THE DATA:
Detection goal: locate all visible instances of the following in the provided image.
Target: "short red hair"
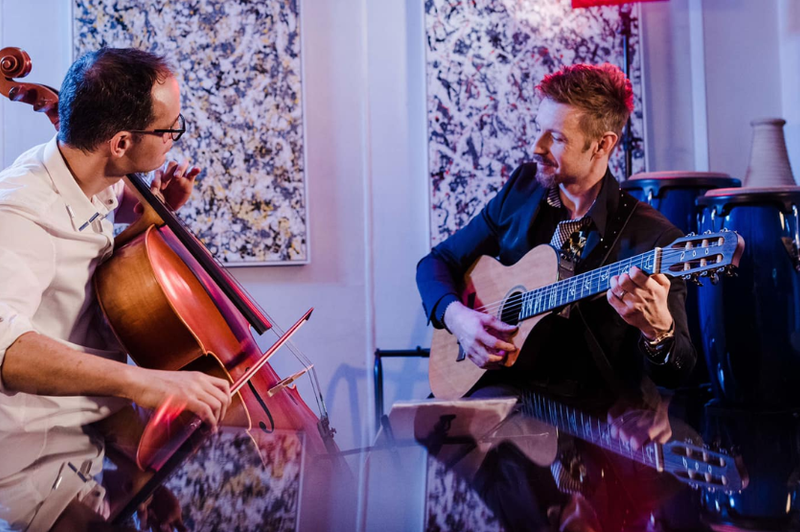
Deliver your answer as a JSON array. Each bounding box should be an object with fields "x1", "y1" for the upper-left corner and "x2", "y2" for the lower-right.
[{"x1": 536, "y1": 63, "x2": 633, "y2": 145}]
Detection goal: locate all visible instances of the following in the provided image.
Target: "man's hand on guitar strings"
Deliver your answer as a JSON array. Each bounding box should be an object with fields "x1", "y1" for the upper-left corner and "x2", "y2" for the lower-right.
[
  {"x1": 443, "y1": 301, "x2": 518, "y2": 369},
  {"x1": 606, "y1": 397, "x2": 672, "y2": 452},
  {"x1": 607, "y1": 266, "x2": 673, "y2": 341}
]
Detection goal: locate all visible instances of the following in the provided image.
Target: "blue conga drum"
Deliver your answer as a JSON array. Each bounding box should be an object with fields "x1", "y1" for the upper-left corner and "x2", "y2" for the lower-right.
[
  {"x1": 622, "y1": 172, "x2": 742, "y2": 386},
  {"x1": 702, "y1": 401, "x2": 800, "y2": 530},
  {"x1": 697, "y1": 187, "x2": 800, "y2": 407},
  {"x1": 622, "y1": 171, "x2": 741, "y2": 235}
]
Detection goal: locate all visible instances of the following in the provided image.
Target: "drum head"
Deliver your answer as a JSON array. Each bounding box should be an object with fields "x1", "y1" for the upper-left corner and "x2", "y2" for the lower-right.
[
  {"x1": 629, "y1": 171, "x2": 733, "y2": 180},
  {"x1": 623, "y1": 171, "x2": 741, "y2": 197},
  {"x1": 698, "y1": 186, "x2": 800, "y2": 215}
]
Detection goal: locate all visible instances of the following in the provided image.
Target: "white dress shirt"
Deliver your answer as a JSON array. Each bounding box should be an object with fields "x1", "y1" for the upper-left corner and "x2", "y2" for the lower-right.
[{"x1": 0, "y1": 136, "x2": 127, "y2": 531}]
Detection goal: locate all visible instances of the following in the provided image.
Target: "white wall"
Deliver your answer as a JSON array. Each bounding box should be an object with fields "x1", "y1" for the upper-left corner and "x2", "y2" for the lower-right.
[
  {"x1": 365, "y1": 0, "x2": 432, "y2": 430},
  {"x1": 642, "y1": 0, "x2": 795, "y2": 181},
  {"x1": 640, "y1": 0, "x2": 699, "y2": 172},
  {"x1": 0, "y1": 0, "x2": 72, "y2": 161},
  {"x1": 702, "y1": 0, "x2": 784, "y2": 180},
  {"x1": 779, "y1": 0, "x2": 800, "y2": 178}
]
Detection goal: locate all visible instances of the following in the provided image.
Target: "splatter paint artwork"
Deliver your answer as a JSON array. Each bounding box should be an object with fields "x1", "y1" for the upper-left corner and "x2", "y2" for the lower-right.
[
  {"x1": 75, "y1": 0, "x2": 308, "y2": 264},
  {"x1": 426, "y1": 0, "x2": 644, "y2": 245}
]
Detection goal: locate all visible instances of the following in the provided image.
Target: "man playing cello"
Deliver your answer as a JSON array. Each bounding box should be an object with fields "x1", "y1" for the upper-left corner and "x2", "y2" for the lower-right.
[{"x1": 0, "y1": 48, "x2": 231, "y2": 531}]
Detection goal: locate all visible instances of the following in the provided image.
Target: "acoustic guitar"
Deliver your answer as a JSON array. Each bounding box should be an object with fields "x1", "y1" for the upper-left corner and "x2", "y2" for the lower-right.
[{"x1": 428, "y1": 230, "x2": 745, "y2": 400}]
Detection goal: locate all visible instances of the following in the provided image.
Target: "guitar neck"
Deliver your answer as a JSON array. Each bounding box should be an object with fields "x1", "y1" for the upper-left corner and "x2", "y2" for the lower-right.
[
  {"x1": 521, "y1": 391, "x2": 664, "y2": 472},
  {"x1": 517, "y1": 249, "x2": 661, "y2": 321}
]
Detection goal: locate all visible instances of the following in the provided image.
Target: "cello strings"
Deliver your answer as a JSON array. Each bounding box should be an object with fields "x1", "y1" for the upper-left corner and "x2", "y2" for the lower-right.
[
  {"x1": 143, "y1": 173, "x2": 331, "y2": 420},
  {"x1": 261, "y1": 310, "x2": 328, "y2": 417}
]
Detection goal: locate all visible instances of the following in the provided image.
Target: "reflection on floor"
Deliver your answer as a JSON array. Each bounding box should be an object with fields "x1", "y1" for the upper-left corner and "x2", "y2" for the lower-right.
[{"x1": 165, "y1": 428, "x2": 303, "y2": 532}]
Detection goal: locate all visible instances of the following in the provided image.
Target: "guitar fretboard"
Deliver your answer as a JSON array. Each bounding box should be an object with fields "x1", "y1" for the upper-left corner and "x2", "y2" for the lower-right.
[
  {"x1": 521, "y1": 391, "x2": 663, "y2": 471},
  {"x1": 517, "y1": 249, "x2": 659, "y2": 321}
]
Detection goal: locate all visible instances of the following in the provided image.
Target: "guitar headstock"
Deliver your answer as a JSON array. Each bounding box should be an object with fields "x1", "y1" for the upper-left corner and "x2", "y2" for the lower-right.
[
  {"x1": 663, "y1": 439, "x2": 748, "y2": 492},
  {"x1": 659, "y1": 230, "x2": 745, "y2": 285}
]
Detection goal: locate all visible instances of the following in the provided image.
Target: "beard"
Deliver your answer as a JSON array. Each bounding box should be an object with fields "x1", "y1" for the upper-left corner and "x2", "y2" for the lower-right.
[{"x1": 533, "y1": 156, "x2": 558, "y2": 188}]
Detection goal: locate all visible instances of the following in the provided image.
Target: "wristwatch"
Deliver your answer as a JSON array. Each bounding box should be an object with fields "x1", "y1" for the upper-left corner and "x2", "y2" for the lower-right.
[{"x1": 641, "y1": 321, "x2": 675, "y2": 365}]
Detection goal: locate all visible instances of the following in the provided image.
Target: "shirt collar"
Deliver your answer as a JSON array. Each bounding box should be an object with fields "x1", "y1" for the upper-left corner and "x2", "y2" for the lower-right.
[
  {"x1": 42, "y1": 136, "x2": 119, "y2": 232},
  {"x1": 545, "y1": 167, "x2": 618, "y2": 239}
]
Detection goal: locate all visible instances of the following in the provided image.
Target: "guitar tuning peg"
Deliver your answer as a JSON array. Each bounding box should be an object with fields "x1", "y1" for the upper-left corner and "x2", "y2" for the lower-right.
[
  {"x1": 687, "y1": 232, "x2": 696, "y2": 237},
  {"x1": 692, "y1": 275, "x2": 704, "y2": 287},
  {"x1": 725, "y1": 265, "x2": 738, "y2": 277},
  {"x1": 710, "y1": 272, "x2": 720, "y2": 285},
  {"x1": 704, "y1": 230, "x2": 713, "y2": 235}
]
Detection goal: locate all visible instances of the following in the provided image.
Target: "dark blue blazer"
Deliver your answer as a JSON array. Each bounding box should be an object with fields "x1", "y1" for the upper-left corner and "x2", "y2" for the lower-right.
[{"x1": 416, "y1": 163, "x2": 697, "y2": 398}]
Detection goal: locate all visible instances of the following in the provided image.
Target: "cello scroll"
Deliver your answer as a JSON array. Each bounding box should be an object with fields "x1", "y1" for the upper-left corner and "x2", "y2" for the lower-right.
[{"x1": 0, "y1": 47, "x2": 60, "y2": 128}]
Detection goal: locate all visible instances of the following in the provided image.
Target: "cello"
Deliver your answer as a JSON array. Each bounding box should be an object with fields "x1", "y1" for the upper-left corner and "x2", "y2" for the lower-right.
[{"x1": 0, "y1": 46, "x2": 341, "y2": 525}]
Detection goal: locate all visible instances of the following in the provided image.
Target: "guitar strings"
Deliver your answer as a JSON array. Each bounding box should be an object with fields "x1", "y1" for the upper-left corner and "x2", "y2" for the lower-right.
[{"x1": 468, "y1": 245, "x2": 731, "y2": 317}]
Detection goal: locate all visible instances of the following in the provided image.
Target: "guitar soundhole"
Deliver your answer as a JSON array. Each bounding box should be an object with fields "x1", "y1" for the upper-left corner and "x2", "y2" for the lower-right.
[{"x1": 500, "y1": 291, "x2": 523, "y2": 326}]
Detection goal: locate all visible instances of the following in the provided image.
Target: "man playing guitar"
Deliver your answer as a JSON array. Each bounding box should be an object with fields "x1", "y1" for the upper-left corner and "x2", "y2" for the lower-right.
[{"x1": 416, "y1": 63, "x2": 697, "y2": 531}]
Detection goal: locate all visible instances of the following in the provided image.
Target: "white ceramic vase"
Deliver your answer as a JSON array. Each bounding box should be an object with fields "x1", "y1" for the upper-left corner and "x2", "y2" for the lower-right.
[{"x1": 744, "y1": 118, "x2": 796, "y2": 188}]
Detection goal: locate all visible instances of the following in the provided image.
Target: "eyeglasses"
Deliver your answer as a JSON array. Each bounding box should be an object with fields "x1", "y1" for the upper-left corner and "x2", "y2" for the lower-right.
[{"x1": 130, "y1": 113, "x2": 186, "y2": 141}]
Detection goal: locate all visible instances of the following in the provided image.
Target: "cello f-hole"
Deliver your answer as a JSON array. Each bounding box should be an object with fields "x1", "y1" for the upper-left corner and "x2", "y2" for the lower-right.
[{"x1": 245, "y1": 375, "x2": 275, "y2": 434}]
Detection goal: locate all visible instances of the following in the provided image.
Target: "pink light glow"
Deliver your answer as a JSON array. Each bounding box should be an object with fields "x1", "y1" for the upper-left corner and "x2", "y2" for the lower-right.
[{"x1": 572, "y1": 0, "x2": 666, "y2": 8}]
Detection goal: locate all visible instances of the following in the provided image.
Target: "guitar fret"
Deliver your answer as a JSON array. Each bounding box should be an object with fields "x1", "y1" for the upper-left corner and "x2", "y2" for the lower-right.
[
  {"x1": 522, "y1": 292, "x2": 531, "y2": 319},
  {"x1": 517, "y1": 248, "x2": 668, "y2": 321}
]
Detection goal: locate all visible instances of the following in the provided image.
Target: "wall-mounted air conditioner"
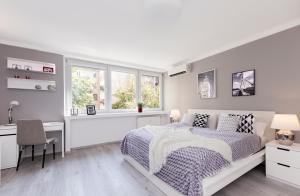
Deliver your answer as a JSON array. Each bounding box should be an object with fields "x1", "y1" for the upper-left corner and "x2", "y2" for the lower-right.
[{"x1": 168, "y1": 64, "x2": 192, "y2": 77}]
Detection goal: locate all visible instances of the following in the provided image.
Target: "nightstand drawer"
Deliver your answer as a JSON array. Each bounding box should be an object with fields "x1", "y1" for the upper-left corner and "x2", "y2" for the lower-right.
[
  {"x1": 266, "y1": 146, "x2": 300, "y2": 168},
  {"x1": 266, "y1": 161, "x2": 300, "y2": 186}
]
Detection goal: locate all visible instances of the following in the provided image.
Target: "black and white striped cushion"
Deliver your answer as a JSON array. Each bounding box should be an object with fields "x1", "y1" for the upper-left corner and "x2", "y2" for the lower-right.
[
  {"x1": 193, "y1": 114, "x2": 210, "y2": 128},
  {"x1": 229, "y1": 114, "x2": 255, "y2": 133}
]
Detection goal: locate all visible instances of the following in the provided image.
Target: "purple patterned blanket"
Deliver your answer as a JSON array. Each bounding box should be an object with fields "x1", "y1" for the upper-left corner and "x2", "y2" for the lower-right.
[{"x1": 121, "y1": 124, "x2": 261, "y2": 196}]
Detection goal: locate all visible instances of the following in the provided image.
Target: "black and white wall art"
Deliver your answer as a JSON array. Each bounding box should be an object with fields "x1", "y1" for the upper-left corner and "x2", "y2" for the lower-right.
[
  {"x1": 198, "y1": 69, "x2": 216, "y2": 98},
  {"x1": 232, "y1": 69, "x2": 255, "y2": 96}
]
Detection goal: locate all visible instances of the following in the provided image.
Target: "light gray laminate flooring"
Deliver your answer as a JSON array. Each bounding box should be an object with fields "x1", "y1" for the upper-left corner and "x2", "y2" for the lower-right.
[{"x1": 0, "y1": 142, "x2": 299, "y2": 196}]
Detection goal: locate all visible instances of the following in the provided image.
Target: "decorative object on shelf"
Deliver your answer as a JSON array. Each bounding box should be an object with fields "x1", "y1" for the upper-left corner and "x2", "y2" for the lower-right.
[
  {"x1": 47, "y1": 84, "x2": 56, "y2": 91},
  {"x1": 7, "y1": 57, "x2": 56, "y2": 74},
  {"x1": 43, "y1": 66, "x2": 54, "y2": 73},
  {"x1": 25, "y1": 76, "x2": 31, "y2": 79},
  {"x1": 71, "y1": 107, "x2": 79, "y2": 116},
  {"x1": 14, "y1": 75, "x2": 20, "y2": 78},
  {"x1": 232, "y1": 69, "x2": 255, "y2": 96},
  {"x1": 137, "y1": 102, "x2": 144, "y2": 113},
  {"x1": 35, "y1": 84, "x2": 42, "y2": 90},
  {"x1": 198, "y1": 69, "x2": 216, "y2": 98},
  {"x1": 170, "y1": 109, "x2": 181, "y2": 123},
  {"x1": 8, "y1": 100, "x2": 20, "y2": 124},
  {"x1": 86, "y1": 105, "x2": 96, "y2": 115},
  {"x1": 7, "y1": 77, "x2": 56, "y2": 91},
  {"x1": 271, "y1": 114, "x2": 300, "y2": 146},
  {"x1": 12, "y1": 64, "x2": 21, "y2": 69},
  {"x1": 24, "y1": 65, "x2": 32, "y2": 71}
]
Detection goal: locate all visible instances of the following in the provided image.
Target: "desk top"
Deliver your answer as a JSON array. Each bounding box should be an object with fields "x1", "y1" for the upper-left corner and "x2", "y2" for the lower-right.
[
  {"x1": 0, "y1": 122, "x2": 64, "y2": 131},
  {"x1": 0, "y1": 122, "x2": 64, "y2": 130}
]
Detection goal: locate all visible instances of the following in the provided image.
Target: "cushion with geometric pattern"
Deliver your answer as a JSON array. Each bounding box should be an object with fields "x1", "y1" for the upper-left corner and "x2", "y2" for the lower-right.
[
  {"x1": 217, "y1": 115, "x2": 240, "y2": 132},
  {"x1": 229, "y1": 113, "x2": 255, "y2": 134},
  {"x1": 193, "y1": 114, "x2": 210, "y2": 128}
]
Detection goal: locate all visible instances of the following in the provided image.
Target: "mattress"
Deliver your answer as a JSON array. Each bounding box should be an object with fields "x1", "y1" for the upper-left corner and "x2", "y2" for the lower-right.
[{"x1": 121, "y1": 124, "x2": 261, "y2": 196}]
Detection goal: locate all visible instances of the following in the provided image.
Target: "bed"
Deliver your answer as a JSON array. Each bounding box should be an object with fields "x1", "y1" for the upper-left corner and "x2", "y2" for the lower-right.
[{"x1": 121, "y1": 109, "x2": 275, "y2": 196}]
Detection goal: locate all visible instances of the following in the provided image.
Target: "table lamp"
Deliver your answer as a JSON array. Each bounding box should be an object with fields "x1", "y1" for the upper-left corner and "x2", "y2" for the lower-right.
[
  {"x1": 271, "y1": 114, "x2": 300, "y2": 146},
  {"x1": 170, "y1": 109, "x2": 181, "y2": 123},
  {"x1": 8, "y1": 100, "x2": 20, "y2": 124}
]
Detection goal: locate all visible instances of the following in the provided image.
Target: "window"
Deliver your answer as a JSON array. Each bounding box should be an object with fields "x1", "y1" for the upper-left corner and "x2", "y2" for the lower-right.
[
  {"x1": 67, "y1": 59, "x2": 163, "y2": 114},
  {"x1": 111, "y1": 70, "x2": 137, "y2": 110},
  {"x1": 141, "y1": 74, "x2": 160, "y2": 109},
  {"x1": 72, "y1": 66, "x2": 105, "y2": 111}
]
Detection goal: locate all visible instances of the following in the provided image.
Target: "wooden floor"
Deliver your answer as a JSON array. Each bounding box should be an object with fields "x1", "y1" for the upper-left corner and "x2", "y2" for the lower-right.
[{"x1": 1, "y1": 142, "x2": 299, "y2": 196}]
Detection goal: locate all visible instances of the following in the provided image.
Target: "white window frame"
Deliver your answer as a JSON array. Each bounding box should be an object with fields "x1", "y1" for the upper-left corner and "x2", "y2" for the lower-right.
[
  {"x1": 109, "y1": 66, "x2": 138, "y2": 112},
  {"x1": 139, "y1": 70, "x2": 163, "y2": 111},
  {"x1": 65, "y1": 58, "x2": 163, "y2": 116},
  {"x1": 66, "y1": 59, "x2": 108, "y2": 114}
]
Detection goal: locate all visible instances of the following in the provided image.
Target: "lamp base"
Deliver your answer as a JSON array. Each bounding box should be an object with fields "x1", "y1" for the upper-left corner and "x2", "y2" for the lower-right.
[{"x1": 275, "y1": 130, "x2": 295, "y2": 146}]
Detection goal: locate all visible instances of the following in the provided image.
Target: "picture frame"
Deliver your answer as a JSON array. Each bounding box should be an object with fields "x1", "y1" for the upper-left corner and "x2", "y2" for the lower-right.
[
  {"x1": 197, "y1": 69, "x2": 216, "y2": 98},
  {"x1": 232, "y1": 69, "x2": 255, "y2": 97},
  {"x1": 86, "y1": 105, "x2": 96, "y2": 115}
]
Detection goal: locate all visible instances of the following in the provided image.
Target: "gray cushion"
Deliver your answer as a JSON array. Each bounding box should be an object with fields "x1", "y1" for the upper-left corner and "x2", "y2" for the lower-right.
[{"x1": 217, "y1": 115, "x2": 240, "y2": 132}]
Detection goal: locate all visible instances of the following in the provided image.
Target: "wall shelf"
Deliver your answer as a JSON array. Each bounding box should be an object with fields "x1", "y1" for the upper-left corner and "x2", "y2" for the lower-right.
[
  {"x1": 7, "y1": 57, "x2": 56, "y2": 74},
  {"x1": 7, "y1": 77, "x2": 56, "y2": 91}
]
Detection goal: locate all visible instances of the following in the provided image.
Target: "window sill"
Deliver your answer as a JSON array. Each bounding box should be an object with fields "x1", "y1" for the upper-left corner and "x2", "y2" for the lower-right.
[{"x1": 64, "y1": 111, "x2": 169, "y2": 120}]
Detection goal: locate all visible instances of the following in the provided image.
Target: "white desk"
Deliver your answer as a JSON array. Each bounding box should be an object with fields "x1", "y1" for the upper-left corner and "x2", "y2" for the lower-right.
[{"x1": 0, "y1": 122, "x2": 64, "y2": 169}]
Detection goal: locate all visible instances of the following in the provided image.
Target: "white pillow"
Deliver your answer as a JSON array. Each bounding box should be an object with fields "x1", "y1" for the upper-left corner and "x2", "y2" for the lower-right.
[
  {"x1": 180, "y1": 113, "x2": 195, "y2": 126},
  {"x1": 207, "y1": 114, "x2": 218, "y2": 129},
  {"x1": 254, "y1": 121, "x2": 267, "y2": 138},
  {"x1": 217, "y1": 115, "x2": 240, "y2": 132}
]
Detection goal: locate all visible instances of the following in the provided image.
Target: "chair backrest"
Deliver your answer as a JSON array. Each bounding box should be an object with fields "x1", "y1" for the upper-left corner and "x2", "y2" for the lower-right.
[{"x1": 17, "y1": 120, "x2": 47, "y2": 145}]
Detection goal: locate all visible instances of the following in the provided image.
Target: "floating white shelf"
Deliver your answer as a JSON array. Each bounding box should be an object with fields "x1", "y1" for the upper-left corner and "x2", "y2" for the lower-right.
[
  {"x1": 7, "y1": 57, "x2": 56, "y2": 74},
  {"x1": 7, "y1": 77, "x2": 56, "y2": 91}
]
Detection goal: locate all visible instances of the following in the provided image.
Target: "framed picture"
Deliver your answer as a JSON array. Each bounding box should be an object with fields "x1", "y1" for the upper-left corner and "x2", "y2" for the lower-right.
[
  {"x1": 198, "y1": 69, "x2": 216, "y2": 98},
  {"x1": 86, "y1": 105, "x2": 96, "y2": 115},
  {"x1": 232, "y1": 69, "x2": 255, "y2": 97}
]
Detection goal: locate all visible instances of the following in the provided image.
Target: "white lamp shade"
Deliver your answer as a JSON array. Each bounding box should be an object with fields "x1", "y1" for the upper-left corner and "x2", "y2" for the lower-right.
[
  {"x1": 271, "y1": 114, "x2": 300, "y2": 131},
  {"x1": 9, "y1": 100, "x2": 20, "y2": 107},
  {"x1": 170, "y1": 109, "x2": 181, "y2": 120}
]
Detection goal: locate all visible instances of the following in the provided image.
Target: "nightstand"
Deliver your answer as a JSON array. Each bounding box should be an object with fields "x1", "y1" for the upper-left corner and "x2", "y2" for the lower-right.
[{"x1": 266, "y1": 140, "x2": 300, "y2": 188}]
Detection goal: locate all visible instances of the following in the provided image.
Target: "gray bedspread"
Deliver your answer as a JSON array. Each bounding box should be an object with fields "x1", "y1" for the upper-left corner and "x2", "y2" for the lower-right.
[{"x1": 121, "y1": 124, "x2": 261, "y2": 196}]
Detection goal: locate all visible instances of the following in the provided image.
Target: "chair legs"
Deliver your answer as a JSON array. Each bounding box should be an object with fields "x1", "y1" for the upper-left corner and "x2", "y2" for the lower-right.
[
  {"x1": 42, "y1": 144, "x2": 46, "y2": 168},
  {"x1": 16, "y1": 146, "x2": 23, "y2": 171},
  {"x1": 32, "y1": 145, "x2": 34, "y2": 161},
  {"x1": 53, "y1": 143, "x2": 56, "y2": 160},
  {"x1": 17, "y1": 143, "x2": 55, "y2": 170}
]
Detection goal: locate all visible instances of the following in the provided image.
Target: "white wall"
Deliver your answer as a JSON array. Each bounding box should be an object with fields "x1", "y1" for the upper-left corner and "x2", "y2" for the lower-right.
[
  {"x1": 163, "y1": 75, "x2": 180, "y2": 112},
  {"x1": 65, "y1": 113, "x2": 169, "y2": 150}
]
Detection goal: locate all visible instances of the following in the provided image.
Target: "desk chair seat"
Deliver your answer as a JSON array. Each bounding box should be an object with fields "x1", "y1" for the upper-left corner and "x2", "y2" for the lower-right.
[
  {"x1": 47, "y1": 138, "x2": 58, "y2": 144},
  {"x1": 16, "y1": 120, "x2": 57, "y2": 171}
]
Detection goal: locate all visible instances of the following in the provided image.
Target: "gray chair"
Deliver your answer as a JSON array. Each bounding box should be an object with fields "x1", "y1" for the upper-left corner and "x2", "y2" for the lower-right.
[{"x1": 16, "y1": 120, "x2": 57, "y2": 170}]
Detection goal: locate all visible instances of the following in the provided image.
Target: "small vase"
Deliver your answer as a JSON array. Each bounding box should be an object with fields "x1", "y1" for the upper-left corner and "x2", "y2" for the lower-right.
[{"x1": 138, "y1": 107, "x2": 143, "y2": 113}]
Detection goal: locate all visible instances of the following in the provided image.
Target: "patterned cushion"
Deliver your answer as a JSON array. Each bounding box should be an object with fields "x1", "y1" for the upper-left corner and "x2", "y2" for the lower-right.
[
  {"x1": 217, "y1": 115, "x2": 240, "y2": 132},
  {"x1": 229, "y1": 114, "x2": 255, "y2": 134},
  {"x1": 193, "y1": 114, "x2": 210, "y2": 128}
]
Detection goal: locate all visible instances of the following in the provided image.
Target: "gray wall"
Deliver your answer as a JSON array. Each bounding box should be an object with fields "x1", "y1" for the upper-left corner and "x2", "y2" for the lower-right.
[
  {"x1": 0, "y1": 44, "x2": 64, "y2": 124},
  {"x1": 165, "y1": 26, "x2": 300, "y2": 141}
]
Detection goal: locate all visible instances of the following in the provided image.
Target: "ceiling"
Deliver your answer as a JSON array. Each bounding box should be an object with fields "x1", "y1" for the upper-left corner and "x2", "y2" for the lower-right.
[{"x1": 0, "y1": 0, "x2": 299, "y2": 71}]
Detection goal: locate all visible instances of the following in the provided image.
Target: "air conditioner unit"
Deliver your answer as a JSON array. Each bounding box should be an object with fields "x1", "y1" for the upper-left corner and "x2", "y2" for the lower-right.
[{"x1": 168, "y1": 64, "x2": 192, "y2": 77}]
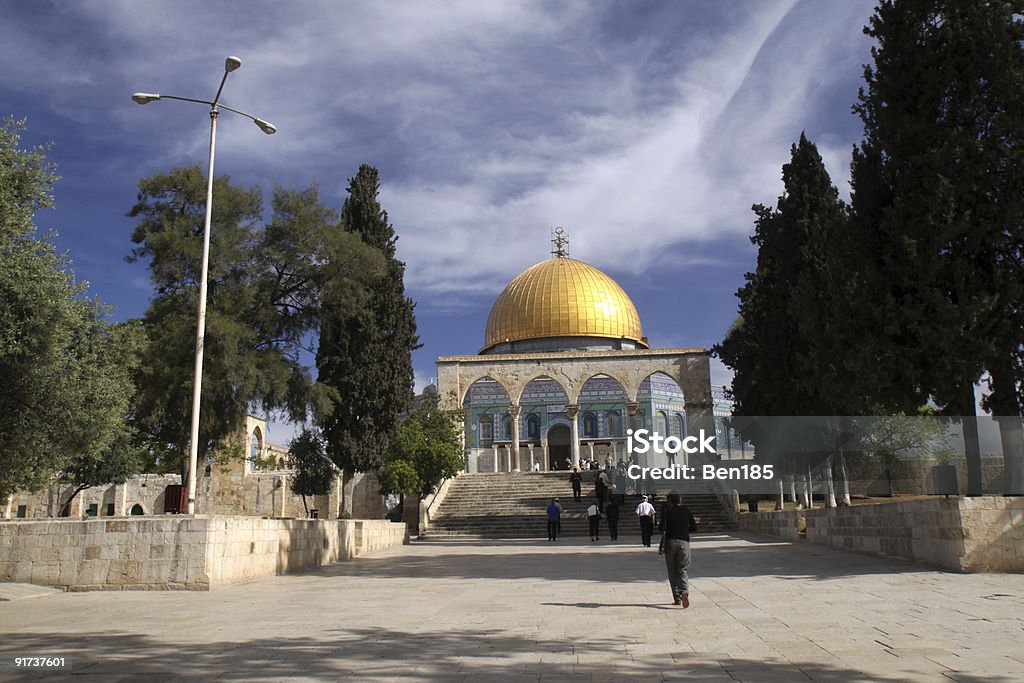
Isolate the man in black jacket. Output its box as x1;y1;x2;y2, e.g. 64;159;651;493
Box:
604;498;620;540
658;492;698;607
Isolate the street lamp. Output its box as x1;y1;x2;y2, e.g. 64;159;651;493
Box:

YOUR INSTRUCTIONS:
Read the data above. Pull out each line in which the string "window" appears.

TASK OUTPUT:
Target: "window"
Target: "white window frame"
Target: "window sill"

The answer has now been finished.